LISTED RECORDS
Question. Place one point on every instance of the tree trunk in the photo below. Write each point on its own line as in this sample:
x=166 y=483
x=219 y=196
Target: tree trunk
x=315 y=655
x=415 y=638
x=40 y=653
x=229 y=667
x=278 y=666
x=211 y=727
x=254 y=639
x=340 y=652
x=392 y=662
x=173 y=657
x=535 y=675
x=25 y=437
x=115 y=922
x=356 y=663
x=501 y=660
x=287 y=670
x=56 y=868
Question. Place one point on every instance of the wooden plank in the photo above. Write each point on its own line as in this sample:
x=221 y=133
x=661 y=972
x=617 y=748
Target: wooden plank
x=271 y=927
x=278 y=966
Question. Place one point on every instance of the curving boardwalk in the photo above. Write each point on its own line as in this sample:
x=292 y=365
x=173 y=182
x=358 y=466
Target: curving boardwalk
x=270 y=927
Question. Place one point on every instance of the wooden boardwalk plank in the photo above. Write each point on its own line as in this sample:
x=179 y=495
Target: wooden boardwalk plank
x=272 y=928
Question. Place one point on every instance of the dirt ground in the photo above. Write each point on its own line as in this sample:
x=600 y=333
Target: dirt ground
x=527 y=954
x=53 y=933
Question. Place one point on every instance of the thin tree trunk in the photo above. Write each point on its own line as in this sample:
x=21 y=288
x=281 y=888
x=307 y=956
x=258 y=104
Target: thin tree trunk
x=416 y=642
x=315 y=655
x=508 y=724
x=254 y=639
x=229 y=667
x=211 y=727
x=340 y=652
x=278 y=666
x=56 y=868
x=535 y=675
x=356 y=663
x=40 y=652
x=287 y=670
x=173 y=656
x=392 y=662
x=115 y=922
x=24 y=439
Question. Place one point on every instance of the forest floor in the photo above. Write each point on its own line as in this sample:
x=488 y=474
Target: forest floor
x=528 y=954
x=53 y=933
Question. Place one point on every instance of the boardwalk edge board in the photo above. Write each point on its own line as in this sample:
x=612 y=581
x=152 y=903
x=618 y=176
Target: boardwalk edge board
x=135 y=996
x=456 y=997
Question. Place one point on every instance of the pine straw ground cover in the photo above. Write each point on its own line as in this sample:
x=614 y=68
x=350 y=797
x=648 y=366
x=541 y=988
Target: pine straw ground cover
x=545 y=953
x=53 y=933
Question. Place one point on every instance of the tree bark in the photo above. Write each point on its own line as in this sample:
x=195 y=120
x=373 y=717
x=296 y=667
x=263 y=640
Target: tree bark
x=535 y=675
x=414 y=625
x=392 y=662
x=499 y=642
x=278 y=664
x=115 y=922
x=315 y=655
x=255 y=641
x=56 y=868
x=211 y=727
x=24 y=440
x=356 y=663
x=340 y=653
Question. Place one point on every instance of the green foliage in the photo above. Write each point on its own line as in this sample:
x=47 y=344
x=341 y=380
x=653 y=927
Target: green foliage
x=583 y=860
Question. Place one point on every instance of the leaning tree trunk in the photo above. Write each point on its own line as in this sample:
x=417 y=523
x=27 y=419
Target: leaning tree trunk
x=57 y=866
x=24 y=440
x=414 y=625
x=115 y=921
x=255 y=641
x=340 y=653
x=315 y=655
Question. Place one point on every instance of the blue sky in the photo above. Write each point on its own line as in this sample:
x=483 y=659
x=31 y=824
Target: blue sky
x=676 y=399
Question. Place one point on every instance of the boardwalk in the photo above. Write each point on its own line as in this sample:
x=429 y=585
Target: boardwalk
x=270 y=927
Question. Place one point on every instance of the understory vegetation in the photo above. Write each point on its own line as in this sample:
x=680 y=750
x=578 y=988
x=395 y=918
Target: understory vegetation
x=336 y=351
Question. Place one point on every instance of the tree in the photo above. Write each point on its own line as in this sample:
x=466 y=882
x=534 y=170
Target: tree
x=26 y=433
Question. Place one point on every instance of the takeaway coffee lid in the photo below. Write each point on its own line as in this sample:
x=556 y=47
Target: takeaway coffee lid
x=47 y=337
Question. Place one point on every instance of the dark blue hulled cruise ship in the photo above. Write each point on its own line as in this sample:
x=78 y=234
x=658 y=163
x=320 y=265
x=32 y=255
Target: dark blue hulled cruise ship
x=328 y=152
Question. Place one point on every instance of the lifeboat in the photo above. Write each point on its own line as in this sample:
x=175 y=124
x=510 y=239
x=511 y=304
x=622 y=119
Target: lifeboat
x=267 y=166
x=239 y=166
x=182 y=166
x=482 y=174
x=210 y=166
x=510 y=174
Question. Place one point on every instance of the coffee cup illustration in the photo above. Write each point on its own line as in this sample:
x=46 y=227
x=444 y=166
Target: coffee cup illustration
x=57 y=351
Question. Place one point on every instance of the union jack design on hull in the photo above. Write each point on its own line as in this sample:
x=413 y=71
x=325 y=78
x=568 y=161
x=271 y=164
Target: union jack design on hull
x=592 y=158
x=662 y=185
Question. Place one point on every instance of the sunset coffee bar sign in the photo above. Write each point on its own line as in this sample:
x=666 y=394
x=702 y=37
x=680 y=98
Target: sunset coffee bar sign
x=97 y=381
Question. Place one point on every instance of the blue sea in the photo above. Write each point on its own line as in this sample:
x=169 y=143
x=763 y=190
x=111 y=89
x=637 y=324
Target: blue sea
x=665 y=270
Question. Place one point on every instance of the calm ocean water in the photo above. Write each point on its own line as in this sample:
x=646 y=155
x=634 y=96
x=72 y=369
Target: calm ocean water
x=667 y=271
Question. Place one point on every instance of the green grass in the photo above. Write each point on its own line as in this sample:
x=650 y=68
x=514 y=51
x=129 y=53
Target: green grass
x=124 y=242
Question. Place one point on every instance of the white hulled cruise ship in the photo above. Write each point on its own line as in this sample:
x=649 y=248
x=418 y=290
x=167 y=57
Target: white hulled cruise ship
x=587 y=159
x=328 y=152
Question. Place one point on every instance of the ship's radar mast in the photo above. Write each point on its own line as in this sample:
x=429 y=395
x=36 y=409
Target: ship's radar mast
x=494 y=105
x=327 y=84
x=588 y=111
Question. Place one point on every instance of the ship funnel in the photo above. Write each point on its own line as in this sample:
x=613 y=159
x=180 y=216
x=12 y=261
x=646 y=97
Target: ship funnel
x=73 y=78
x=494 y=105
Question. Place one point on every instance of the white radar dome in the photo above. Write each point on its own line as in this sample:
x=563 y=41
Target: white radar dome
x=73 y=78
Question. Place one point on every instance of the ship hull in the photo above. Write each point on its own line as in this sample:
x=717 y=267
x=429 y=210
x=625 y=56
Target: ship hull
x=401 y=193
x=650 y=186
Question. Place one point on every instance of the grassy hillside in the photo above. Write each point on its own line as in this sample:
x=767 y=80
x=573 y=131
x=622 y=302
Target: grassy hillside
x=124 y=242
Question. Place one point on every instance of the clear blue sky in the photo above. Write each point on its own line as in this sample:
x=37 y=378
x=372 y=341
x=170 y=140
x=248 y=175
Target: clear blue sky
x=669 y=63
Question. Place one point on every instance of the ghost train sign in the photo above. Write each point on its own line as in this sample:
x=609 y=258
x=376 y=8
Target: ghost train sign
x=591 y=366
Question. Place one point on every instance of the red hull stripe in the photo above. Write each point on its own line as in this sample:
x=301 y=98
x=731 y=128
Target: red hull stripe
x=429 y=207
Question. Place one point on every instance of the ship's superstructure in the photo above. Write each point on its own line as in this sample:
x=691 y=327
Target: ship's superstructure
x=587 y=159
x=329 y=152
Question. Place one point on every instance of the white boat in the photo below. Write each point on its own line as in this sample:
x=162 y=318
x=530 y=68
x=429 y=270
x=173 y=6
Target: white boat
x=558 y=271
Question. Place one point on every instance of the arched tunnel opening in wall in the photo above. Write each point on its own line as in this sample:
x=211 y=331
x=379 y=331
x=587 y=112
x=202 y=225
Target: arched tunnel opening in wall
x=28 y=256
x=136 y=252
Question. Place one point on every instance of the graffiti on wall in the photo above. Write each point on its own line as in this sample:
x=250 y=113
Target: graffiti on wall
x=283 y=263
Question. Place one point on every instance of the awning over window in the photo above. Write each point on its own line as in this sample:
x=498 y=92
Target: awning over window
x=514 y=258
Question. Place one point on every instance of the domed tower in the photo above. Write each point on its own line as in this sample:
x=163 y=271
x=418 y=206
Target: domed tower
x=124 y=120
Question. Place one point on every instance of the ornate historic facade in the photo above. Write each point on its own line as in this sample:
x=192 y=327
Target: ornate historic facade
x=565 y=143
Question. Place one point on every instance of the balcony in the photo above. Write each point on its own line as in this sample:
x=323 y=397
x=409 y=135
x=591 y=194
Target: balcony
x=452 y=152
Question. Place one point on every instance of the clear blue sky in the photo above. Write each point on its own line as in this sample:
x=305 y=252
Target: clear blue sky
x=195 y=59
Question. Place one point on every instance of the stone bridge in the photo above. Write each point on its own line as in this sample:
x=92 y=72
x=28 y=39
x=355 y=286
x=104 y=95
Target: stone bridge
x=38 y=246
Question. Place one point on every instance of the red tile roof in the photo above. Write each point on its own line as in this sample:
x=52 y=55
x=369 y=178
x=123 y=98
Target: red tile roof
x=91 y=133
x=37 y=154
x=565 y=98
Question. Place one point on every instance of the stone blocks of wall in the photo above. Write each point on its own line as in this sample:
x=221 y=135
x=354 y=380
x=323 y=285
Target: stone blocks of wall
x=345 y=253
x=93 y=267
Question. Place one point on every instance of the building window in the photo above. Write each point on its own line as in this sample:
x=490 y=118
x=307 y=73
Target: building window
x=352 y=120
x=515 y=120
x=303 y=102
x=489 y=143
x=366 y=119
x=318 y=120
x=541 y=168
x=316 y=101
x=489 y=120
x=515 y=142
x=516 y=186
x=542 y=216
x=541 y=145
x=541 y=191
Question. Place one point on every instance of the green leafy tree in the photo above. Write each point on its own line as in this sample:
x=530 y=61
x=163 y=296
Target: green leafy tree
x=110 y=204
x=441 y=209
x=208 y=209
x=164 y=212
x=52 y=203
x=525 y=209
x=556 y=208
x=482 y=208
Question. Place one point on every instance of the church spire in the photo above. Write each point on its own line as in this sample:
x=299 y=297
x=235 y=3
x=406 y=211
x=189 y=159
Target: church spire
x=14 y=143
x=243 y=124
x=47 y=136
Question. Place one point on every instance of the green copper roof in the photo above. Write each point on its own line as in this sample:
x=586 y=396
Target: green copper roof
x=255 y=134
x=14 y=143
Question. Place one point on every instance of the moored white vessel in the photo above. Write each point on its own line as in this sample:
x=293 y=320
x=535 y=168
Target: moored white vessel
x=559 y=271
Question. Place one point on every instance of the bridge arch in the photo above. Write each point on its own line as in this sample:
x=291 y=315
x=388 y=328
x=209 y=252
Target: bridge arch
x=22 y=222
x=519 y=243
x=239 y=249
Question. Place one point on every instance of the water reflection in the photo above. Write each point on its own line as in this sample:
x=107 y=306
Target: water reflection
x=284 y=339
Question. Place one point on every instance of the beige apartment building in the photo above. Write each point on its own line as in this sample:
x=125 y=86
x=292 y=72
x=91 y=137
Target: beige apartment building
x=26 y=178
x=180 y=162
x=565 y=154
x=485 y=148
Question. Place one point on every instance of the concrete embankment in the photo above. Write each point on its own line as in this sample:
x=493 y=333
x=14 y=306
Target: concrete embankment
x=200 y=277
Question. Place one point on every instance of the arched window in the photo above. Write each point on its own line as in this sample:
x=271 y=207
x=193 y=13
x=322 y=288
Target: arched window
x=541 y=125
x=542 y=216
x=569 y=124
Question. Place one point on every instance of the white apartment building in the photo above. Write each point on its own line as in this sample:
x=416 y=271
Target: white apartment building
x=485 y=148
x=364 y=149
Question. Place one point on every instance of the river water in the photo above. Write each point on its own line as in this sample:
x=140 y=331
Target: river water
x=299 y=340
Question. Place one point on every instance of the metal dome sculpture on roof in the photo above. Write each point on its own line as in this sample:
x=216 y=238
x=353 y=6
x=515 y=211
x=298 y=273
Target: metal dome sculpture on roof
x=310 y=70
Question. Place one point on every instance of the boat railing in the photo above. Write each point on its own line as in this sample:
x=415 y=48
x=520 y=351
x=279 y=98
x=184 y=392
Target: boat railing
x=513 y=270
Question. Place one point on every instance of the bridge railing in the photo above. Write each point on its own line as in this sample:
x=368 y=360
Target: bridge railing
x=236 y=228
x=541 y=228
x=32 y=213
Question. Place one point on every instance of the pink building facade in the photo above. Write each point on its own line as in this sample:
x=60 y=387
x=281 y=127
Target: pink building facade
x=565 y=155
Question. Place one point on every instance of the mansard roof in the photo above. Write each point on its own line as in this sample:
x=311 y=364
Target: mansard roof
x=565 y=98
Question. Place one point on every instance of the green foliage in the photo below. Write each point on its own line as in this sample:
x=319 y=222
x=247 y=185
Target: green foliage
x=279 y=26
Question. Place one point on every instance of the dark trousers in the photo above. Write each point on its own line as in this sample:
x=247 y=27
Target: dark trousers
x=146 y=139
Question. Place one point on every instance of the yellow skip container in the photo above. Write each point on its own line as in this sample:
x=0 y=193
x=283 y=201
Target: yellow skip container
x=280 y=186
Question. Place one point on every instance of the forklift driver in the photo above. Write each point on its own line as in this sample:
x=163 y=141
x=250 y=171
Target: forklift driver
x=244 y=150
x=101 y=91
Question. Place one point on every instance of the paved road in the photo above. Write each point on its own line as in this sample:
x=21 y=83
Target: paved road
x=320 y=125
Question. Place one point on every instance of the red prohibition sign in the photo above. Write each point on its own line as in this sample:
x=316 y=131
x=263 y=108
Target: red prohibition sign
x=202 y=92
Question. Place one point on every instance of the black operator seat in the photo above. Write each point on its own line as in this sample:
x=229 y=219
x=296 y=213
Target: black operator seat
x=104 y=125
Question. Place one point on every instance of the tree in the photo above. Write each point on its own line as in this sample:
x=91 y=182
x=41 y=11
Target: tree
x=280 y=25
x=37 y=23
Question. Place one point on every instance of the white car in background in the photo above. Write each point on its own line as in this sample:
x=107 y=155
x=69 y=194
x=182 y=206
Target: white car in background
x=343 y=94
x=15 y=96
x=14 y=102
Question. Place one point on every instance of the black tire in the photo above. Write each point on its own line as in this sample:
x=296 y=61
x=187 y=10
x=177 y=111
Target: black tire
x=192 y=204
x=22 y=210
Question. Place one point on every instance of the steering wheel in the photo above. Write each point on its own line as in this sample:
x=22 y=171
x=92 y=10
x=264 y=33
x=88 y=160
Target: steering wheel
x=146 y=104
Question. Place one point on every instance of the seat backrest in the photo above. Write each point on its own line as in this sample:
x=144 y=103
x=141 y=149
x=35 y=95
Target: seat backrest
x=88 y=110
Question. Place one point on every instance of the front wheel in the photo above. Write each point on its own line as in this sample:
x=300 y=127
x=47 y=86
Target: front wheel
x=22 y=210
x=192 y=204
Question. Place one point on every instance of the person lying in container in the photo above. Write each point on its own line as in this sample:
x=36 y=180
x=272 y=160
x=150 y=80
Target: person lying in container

TASK GOAL
When a line in the listing has the word "lying", return that line.

ANSWER SECTION
Question. Place one point on every instance of the person lying in container in the photo above. Write each point on its own line as in this sample:
Target: person lying in container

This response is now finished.